WHAT TO PRODUCE:
Could you write out every one of the rows below word for word, with nothing changed?

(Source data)
——
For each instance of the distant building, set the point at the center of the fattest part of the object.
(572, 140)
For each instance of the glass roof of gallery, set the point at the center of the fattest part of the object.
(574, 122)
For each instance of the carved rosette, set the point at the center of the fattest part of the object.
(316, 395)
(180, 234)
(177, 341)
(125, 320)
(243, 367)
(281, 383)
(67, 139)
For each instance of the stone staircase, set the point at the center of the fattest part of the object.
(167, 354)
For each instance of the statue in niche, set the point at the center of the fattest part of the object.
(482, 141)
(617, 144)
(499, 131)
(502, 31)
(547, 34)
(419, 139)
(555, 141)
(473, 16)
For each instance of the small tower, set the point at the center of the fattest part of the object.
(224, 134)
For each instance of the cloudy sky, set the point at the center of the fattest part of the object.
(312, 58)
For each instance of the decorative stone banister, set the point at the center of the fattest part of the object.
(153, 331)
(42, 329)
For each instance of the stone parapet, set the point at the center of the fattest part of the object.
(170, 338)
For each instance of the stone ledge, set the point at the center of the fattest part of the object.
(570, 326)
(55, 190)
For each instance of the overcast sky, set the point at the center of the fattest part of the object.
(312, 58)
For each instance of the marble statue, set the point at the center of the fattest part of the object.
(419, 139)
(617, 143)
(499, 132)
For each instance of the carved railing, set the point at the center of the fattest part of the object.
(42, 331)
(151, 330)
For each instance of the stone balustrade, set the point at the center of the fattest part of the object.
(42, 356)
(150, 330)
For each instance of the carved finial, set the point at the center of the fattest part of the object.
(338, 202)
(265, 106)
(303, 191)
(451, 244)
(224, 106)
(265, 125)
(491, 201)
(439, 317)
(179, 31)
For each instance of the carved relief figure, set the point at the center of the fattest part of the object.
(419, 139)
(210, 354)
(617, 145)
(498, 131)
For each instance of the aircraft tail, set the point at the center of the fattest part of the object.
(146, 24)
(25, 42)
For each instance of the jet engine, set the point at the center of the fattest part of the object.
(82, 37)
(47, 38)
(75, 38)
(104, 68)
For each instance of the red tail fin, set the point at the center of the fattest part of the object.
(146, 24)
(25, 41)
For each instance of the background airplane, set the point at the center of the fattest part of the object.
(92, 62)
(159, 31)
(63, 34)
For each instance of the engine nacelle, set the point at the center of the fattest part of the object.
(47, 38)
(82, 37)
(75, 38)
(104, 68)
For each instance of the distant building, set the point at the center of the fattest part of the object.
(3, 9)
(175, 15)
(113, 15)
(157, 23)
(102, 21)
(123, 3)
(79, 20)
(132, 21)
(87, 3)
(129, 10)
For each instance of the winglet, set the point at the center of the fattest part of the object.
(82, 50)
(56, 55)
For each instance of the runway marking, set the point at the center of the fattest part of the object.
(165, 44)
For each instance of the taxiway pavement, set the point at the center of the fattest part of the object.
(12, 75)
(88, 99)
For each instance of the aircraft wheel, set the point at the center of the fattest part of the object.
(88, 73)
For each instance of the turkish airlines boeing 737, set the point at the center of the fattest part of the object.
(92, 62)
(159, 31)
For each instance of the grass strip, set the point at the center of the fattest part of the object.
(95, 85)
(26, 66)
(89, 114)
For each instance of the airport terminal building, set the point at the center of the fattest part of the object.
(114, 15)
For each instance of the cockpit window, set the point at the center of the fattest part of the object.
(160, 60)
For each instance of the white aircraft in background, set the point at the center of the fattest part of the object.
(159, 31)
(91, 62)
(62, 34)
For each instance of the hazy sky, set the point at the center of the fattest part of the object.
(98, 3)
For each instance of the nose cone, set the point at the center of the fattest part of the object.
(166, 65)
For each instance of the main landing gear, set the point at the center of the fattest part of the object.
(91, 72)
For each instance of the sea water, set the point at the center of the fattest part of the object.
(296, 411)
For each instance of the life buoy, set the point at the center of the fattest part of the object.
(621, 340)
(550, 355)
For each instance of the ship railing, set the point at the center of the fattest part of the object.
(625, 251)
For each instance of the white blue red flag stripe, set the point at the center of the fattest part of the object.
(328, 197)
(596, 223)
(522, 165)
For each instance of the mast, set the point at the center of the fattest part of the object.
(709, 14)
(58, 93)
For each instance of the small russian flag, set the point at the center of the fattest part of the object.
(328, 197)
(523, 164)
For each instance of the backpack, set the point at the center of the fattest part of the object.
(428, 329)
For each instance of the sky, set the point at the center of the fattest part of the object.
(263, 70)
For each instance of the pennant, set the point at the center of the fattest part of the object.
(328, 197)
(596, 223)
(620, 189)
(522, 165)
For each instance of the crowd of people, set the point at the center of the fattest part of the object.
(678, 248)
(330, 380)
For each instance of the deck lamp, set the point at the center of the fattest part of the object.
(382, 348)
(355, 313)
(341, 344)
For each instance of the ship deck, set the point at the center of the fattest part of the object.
——
SOLUTION:
For each instance of the distant building, set the point at the center of the fattest part of the object.
(572, 140)
For each instance of the glass roof of gallery, set the point at the center of the fattest part of the object.
(574, 122)
For each instance of the carved rosette, set the point at the center of the fattest part of the object.
(316, 395)
(180, 234)
(177, 341)
(125, 320)
(243, 367)
(281, 383)
(67, 139)
For each instance of the stone staircase, set the point at the center of the fattest part of the object.
(167, 354)
For each instance of the statue in niche, set the point at the center of the fattest part of the object.
(482, 141)
(617, 144)
(499, 131)
(502, 31)
(547, 34)
(419, 139)
(555, 141)
(473, 16)
For each instance of the small tower, set the point at the center of the fattest part of the object.
(224, 134)
For each instance of the cloudy sky, set the point at the center of the fattest part of the object.
(312, 58)
For each instance of the decorative stone banister, set the point at the center of the fattest part of the object.
(153, 331)
(42, 329)
For each instance of the stone parapet, set the point at the center of the fattest part of the object.
(170, 338)
For each instance of the stone ledge, set the point at the center of the fattest part of the object.
(570, 326)
(55, 190)
For each instance of the overcast sky, set the point at the center of the fattest part of the object.
(312, 58)
For each instance of the marble statue, set the point at the center of the fattest part of the object.
(419, 139)
(617, 143)
(499, 132)
For each instance of the carved railing, set the point at the center of the fattest part of the object.
(42, 331)
(151, 330)
For each instance of the stone balustrade, set the point at the center of the fattest part of the object.
(42, 356)
(150, 330)
For each instance of the carved finial, set the point at the center of the fattest part of the object.
(338, 202)
(265, 106)
(303, 191)
(451, 244)
(224, 106)
(265, 125)
(491, 201)
(439, 317)
(179, 31)
For each instance of the carved relief figure, set the point at the center of the fattest part of the object.
(419, 139)
(210, 354)
(617, 145)
(498, 131)
For each instance of the aircraft tail, set the point at the center of the fattest part of the object.
(146, 24)
(25, 42)
For each instance of the jet engine, set the point at the center of the fattest part of the object.
(82, 37)
(47, 38)
(75, 38)
(104, 68)
For each instance of the red tail fin, set the point at the center of the fattest part of the object.
(146, 24)
(25, 41)
For each instance of the background airplane, set the point at the center of the fattest part of the object.
(92, 62)
(159, 31)
(63, 34)
For each instance of the engine nacelle, set the point at the center of the fattest part of the object.
(47, 38)
(82, 37)
(75, 38)
(104, 68)
For each instance of the distant building, set the point at the center of the fattest part of the object.
(3, 9)
(175, 15)
(113, 15)
(157, 23)
(102, 21)
(123, 3)
(79, 20)
(132, 21)
(87, 3)
(129, 10)
For each instance of the winglet, set the point at the center of the fattest part of the object.
(82, 50)
(56, 55)
For each instance of the runway marking, set the point at the center of the fattest part of the object.
(165, 44)
For each instance of the taxiway pavement, set the point at the center of the fattest part of the object.
(12, 75)
(88, 99)
For each instance of the aircraft wheel, set the point at the center of the fattest part of the object.
(88, 73)
For each instance of the turkish airlines boeing 737, set the point at the center of the fattest part of the object.
(92, 62)
(159, 31)
For each instance of the grass strip, set the point at the center of the fattest part of the object.
(95, 85)
(26, 66)
(89, 114)
For each instance of the airport terminal building, set the point at the center of the fattest part of the object.
(114, 15)
For each instance of the cockpit window, set the point at the center of the fattest part of the object.
(160, 60)
For each instance of the white aircraft in background, set the point at the center of the fattest part of the object.
(159, 31)
(91, 62)
(62, 34)
For each instance of the hazy sky, set the point at the center of the fattest part of the object.
(98, 3)
For each instance of the nose cone, set the point at the center of the fattest part of the object.
(166, 65)
For each instance of the main landing gear, set the point at the center of the fattest part of the object.
(91, 72)
For each instance of the sea water, set the point at the center of the fattest part of the object.
(296, 411)
For each instance of the life buoy, set the point at the center of the fattest part of the object.
(621, 340)
(550, 355)
For each instance of the ship railing, set the point at the center of the fattest part of the object.
(625, 251)
For each instance of the white blue red flag stripe, set the point at the center of the fattest part of the object.
(328, 197)
(596, 223)
(522, 165)
For each instance of the mast, set the point at the center of the fattest part of the object.
(709, 14)
(58, 93)
For each instance of the small russian flag, set the point at the center of the fattest part of the object.
(328, 197)
(523, 164)
For each instance of the backpack, set the point at the center of the fattest part of the object.
(428, 329)
For each instance of the sky, set the point at the center of the fattest part of the object.
(263, 70)
For each instance of the pennant, set the point at the center of the fattest part of the object.
(328, 197)
(596, 223)
(620, 189)
(522, 165)
For each instance of the crowd of people, set the point at the center of the fattest part of the object.
(678, 248)
(330, 380)
For each instance of the deck lamp, set the point at the center of the fattest part of the object.
(382, 348)
(355, 313)
(341, 344)
For each instance of the ship deck, set the point at the center of the fattest part of the object.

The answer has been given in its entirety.